▶ Texte présenté
----------------

Bérangère Poncet : Oui tout à fait. Donc la FAGE, qui est la Fédération d’Associations Générale Étudiante, donc qui est notre organisation nationale, a réalisé une étude avec IPSOS sur le premier confinement. Donc, il y avait 74 % des étudiants qui avaient arrêté leur travail, parce qu’ils avaient été obligés de l’arrêter. Dont, je crois que c’est 1 sur 10 qui n’ont jamais repris, ceux qui n’ont pas pu avoir de suite. 

Sana Tekaïa : Est-ce que vous pourriez nous expliquer les systèmes d’aide contre la précarité qui ont pu être mis en place que ce soit au niveau des universités ou alors plus de manière locale ou même au niveau national ?

Bérangère Poncet : Tout à fait. Donc sur le premier confinement, on a pu un peu voir différentes phases à partir de la crise. Donc sur le premier confinement, ça a été très long, il y a eu peu de dispositifs mis en place. Nous on a dû fermer nos AGORAE parce que le premier confinement était très strict. On ne voulait pas mettre en danger nos volontaires en service civique. Donc on avait décidé de fermer nos AGORAE. Mais au bout de quelques semaines, on s’est dit qu’il fallait quand même qu’on aide les étudiants parce que la plupart d’entre eux ont perdu leur travail et n’ont plus de revenu. On s’est mis à faire des distributions alimentaires avec nos propres moyens. Les premières distributions étaient on va dire simples. On les a arrêtées durant l’été parce que les bénévoles partaient un peu tous en vacances, puis après il y a eu la sortie du confinement. Et après partout en France dans notre réseau associatif, un peu tout le monde s’est mis à faire des distributions alimentaires. Donc c’était parfois avec le CROUS. Le CROUS de Paris n’a pas forcément contacté, mis en place des distributions de paniers.

----------------

▶ Items fournis
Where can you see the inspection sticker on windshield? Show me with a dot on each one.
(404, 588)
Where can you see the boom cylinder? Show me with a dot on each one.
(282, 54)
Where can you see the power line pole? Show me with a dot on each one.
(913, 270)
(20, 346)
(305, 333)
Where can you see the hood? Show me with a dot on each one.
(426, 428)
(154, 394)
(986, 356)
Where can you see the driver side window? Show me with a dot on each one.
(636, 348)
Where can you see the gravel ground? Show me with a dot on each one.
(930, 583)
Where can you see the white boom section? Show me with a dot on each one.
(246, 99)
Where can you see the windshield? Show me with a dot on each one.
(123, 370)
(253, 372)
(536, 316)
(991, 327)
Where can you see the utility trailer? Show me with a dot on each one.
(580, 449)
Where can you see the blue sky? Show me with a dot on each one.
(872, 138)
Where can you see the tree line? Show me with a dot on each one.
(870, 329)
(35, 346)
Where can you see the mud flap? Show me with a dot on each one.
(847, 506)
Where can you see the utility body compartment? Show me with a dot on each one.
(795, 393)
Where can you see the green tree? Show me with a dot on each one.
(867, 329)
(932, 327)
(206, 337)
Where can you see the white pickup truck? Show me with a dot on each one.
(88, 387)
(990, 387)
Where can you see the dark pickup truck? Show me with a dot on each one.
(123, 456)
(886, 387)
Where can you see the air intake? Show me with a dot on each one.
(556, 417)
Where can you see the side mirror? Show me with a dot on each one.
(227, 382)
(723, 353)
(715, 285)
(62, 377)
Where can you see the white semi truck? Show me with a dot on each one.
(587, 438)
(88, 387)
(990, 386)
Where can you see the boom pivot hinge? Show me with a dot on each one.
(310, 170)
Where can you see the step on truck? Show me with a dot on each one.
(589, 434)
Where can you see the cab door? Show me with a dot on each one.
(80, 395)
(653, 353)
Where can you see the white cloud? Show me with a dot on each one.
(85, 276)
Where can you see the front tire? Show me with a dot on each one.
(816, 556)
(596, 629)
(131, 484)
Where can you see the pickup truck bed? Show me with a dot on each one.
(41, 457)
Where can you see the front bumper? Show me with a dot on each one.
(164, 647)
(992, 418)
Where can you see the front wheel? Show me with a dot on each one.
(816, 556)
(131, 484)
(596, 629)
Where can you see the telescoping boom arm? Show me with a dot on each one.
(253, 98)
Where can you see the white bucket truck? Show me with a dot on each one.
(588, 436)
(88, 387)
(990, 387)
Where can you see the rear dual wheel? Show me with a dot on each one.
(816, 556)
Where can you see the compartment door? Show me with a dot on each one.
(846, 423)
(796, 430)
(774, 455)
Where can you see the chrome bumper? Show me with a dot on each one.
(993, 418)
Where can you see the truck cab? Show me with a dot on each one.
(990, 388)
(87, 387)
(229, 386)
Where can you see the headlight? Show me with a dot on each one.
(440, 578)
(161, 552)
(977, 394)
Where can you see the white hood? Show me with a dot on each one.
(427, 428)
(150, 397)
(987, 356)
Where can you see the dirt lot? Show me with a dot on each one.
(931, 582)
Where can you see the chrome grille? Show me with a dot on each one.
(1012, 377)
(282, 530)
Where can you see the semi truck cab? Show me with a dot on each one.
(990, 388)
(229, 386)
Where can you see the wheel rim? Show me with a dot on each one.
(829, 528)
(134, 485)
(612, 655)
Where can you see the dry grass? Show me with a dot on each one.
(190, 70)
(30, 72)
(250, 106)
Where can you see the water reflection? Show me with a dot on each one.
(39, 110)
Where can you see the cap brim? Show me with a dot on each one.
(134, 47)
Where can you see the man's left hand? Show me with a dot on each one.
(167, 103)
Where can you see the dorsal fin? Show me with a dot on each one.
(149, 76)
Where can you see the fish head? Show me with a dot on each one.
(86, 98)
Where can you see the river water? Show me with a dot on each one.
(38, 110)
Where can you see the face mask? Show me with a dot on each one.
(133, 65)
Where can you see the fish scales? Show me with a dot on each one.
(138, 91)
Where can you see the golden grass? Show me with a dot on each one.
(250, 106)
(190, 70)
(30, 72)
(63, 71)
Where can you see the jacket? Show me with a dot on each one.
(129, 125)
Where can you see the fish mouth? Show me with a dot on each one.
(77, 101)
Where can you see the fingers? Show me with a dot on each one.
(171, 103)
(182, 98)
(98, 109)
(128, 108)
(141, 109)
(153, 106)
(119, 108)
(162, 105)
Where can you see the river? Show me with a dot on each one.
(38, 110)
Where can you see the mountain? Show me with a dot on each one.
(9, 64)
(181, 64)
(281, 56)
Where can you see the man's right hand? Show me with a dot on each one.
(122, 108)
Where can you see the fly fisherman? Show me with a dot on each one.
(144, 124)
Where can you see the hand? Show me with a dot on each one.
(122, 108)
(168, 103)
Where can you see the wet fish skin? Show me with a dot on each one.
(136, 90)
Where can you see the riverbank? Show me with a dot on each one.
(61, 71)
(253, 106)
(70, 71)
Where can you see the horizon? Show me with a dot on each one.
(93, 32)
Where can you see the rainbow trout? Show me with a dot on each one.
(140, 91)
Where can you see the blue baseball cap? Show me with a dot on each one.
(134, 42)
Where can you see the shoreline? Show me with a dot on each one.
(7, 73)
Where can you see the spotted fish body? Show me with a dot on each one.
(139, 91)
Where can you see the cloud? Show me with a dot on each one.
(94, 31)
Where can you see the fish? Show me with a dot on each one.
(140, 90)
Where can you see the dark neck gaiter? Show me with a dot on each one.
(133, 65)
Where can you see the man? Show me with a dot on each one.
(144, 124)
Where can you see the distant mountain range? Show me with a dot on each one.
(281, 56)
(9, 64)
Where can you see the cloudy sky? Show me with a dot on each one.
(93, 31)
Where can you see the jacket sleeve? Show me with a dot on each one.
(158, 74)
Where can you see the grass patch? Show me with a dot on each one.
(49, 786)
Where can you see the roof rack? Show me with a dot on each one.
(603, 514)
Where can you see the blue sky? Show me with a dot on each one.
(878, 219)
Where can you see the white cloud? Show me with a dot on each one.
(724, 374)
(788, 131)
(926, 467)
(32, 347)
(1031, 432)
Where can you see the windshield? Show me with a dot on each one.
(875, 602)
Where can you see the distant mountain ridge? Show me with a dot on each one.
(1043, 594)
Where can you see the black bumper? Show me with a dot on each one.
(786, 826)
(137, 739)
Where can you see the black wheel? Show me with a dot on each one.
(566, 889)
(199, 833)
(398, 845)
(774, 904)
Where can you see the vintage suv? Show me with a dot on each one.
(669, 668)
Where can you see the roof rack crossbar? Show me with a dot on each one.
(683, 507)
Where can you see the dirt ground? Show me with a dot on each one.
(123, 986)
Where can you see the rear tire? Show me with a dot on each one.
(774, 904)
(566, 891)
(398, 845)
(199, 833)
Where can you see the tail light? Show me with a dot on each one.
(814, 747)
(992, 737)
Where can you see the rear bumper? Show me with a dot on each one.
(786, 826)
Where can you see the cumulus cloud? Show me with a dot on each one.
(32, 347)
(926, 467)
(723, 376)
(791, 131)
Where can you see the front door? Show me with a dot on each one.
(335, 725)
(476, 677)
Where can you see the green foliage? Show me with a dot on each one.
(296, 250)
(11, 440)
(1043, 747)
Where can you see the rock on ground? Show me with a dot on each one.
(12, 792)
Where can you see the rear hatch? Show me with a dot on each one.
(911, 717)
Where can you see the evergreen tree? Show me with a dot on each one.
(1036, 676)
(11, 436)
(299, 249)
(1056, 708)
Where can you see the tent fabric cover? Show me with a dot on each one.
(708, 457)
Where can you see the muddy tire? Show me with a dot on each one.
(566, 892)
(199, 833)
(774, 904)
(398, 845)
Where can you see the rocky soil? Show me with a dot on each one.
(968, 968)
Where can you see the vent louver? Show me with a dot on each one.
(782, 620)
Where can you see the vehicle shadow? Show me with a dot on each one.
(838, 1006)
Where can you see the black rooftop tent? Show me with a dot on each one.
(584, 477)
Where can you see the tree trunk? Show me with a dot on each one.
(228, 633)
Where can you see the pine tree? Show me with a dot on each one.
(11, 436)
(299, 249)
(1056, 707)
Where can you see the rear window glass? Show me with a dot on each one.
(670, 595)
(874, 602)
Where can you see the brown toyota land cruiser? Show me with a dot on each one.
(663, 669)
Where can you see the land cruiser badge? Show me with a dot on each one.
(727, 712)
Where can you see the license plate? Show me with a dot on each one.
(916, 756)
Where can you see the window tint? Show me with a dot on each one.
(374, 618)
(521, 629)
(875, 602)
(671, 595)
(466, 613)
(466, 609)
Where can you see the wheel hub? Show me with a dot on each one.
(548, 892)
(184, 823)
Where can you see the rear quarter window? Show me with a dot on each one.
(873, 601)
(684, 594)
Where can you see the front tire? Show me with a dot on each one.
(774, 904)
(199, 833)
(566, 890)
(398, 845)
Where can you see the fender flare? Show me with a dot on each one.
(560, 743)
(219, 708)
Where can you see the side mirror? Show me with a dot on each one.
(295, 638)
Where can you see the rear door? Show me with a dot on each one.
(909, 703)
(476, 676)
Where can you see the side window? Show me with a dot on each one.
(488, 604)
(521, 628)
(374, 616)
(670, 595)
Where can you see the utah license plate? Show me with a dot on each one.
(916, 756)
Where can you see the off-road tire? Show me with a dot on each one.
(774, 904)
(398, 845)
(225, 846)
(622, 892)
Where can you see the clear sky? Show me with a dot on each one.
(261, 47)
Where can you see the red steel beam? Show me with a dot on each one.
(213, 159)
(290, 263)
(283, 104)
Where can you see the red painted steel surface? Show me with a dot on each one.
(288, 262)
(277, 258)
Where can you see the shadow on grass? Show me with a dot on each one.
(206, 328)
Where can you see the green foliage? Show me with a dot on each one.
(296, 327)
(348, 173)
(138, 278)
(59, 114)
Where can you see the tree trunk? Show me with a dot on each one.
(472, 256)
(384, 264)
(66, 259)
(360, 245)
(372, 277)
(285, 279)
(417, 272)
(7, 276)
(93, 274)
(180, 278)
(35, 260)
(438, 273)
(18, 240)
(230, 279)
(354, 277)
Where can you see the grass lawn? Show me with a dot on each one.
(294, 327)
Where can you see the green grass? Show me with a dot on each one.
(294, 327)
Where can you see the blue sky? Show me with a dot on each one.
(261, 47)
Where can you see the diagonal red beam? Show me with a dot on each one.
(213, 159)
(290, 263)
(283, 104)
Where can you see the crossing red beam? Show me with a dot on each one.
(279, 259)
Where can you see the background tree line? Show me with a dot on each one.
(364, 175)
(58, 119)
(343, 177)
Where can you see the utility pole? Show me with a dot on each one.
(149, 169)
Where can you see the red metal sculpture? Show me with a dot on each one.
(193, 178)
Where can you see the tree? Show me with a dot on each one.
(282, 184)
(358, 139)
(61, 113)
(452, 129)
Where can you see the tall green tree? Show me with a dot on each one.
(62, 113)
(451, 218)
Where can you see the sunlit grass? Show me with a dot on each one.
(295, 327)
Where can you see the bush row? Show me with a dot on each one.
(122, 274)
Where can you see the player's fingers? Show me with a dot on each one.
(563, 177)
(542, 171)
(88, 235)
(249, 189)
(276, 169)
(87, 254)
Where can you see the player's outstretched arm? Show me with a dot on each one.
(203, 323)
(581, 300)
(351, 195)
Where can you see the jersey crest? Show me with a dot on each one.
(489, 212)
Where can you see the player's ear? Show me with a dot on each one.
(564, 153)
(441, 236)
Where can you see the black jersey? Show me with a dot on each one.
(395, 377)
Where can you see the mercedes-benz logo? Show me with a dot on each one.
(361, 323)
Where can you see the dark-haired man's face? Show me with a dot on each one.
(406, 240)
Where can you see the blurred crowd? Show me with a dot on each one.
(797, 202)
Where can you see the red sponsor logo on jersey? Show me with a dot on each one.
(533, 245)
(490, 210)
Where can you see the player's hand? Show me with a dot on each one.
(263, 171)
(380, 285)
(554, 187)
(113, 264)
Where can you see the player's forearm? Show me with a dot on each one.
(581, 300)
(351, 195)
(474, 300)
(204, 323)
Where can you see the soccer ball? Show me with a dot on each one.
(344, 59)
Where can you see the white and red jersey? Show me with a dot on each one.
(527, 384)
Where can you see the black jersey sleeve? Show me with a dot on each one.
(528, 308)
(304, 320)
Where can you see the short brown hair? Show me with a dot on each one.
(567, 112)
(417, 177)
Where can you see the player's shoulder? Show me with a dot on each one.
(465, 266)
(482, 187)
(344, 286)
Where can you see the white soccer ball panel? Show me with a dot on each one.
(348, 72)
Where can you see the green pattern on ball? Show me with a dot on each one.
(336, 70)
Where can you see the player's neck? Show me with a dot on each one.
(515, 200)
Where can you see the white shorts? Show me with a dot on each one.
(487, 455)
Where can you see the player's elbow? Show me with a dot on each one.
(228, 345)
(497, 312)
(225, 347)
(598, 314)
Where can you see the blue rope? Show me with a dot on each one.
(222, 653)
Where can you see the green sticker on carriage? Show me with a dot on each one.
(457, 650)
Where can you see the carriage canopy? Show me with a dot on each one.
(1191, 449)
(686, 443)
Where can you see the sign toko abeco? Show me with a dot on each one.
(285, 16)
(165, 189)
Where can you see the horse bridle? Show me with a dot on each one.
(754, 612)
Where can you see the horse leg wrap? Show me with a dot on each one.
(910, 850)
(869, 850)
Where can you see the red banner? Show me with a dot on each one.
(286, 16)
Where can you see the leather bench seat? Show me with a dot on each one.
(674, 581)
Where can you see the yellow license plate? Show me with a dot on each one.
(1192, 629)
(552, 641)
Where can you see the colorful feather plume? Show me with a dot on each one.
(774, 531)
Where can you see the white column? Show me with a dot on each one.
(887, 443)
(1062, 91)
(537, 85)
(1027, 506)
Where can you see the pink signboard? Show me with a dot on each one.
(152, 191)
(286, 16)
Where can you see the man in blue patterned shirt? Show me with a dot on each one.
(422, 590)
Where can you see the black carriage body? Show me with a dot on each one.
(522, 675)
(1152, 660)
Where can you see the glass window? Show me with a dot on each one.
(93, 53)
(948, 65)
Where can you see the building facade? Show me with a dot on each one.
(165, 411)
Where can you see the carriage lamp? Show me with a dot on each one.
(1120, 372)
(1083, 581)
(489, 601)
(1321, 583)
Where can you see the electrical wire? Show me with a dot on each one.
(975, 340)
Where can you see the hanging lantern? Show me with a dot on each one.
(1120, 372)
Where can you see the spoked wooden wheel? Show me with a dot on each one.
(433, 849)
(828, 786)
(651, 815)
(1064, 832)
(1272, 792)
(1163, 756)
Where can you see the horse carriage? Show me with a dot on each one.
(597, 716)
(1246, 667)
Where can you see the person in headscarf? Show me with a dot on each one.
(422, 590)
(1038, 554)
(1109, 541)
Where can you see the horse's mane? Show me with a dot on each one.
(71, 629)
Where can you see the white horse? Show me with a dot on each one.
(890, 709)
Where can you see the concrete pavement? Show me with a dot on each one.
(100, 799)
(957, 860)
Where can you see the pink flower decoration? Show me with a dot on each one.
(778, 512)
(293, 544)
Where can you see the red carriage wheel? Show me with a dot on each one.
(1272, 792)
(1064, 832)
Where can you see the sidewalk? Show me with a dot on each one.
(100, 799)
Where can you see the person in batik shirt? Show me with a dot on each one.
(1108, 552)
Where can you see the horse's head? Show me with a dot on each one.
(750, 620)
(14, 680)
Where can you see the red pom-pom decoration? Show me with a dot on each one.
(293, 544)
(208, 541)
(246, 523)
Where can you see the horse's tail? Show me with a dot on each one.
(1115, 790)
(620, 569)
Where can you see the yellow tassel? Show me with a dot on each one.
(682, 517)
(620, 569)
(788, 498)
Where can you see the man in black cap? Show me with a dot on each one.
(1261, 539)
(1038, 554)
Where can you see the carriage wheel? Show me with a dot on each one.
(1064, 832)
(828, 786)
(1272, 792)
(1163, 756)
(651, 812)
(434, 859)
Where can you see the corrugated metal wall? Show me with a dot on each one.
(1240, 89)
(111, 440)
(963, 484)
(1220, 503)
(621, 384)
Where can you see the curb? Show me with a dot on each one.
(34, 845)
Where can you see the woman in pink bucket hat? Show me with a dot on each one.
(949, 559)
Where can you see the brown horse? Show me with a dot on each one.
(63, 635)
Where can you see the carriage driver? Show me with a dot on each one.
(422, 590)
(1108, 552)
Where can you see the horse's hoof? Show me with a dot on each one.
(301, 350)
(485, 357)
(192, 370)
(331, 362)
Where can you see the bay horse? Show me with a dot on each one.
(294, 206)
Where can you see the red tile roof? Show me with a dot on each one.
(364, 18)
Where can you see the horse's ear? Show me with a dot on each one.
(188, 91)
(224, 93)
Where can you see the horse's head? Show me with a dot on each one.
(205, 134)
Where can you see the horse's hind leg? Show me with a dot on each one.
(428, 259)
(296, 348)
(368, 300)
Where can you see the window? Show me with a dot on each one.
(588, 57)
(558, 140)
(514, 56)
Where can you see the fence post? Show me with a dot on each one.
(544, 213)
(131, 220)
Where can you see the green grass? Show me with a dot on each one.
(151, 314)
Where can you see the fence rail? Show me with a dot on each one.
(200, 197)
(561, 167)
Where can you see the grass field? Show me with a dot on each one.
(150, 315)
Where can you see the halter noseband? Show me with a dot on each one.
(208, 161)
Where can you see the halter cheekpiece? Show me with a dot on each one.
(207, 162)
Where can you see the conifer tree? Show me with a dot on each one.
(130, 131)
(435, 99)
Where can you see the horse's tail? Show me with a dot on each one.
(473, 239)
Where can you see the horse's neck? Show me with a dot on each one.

----------------

▶ Consigne
Pouvez-vous recopier à l'identique, dans l'entretien sur la précarité étudiante ci-dessus, le passage qui commence par les mots « Bérangère Poncet : Oui » et se termine par « avoir de suite. » ?

▶ Réponse attendue
Bérangère Poncet : Oui tout à fait. Donc la FAGE, qui est la Fédération d’Associations Générale Étudiante, donc qui est notre organisation nationale, a réalisé une étude avec IPSOS sur le premier confinement. Donc, il y avait 74 % des étudiants qui avaient arrêté leur travail, parce qu’ils avaient été obligés de l’arrêter. Dont, je crois que c’est 1 sur 10 qui n’ont jamais repris, ceux qui n’ont pas pu avoir de suite.